THE EXERCISE
Reproduce the following material word for word, from its first line through its last.
* start RECORDS TO PROCESS *
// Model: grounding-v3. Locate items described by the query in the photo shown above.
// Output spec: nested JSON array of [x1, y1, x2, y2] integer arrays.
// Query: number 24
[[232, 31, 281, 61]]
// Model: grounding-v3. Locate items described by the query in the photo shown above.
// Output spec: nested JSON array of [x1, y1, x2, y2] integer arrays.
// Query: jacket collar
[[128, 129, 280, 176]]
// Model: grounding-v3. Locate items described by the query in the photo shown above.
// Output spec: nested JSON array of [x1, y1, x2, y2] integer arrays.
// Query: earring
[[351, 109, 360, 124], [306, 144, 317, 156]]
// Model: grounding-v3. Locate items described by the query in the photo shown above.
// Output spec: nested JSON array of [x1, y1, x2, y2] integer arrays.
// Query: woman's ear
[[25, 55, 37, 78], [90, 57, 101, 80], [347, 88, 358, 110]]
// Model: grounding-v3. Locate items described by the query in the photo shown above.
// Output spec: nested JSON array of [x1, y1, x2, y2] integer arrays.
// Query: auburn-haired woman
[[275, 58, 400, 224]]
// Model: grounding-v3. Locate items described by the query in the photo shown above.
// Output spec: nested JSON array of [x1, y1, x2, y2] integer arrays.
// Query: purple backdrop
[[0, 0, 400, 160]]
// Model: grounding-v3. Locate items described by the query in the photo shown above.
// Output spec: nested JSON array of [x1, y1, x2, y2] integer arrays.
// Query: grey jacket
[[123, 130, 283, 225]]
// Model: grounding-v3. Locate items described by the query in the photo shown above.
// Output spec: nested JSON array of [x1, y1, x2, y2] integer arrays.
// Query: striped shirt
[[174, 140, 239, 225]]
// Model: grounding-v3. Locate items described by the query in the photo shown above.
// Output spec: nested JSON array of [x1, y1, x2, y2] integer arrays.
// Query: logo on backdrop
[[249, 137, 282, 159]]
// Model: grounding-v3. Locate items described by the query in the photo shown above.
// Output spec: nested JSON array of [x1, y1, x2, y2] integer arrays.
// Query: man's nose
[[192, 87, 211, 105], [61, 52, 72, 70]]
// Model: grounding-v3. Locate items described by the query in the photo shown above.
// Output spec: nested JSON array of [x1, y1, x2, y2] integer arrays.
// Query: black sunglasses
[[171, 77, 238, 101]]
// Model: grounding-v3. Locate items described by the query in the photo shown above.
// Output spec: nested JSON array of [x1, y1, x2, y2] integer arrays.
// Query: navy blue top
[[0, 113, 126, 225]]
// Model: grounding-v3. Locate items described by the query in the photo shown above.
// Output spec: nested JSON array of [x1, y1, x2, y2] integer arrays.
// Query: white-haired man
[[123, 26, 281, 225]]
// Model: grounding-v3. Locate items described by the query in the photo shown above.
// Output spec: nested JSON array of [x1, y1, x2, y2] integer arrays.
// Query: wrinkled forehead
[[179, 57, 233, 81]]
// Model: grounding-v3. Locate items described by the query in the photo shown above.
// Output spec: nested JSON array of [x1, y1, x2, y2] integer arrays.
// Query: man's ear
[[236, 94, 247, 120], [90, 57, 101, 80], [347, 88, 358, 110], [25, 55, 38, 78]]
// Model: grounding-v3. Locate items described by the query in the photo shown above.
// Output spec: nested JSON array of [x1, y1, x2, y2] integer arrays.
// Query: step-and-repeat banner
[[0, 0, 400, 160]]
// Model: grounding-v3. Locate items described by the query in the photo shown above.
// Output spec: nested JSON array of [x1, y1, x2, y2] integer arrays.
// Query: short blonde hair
* end RECORDS TO PROCESS *
THE RESULT
// Model: grounding-v3. Locate items described by the query in the photo shown above.
// Output spec: nested JSON array of [x1, y1, x2, y2] integer arrays.
// Query: number 24
[[232, 31, 281, 61]]
// Model: grounding-v3. Locate items described by the query in the photo shown above.
// Output spec: nested JSON array of [x1, y1, x2, y2] integer arrays.
// Query: jacket collar
[[128, 129, 280, 176]]
// Model: grounding-v3. Locate items described by the query in the photo shown above.
// Output spec: nested JSON array of [x1, y1, x2, y2] integer arrays.
// Query: earring
[[351, 109, 360, 124], [306, 144, 317, 156]]
// Model: grounding-v3. Locate items described by the query in the photo shown above.
// Output spec: nested JSON array of [x1, y1, x2, y2] integer arrays.
// Query: woman's ear
[[25, 55, 37, 78], [90, 57, 101, 80], [347, 88, 358, 110]]
// Model: grounding-v3. Locate items described by the query in the photo shown above.
// Output spec: nested JSON array of [x1, y1, x2, y2] integer arrays.
// Query: auburn-haired woman
[[275, 58, 400, 224]]
// Model: grounding-v3. Locate items described by the query in the photo shown above.
// Output spec: nested JSON array of [x1, y1, x2, y2] integer arrays.
// Query: purple backdrop
[[0, 0, 400, 160]]
// Model: grounding-v3. Locate items described by the query in the photo shown above.
// Output spec: nested JSON array of [x1, y1, x2, y2] integer arrays.
// Query: grey jacket
[[123, 130, 283, 225]]
// Model: grounding-v3. Locate items described by the query in the photo shown above.
// Output spec: nested JSON array of [x1, y1, x2, y2] integer arrays.
// Query: striped shirt
[[174, 140, 239, 225]]
// Model: grounding-v3. Locate items described by the query in the photo shown above.
// Output spec: nested JSON array of [x1, y1, x2, y2] integer arrays.
// Query: logo on backdrop
[[249, 137, 282, 159]]
// Model: grounding-v3. Locate items described by the query in the photo shown above.
// Output spec: nested JSON array of [x1, y1, x2, y2] integer arrays.
// Query: man's nose
[[192, 87, 211, 105], [61, 52, 72, 70]]
// Model: grounding-v3. Locate items described by the query in the photo shown above.
// Output spec: nested JSON array of [x1, y1, x2, y2] integer arrays.
// Query: black sunglasses
[[171, 77, 238, 101]]
// Model: grounding-v3. Locate items described by the query in the photo shown above.
// Output spec: nested JSON array of [x1, y1, x2, y2] integer arrays.
// Query: navy blue top
[[0, 113, 126, 225]]
// Model: grounding-v3. Locate items described by the query in the photo shown above.
// Output spec: nested JSON array of [x1, y1, x2, y2] integer arrays.
// Query: white-haired man
[[123, 26, 281, 225]]
// Model: grounding-v3. Locate items described by the query in the photo shown above.
// Output spec: nested JSON array of [x1, y1, x2, y2] integer arrays.
// Query: wrinkled forehead
[[179, 57, 233, 81]]
// Model: grounding-v3. Locate items described by the query in the photo shown above.
// Output spec: nested JSON array of [x1, y1, x2, y2] integer arrays.
// Query: man's ear
[[236, 94, 247, 120], [90, 57, 101, 80], [347, 88, 358, 110], [25, 55, 38, 78]]
// Model: grounding-v3. Locate items described by the query in the photo shown above.
// Output spec: nested JSON array of [x1, y1, x2, y2] integer arrays.
// Query: step-and-repeat banner
[[0, 0, 400, 160]]
// Model: grounding-v3. Locate items described by the query in the photo shown above.
// Output spec: nested JSON array of [x1, y1, x2, y2] integer arrays.
// Query: short blonde hair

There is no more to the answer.